## INFORMATION GIVEN
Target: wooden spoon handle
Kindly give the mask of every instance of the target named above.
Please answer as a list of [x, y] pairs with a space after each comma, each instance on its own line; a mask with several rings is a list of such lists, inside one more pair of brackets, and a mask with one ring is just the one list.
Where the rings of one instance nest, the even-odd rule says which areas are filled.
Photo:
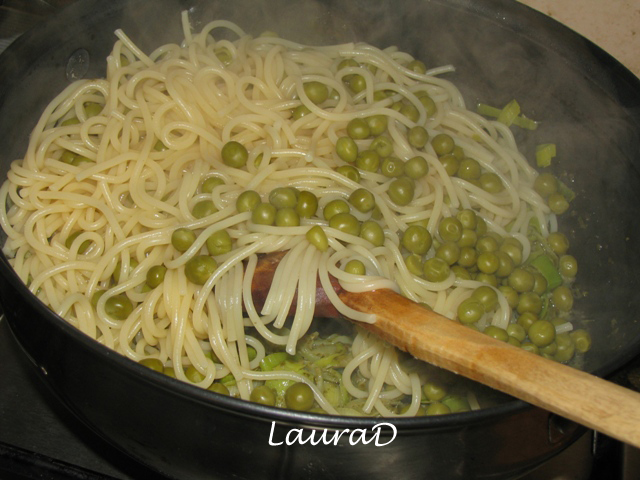
[[640, 394], [451, 321], [391, 291], [339, 292], [360, 325], [416, 358], [640, 447]]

## WHAT IS REQUIRED
Lines with "mask": copy every one of them from the listing above.

## YOUR SOLUTION
Kindly give the mask of every instance of the target named above.
Please answer as a list of [x, y] pairs with a space after each comma, each instance on its own line; a mask with several rings is a list of such lists, inside one more pair of brackets, and a mask with one ring is just the one list.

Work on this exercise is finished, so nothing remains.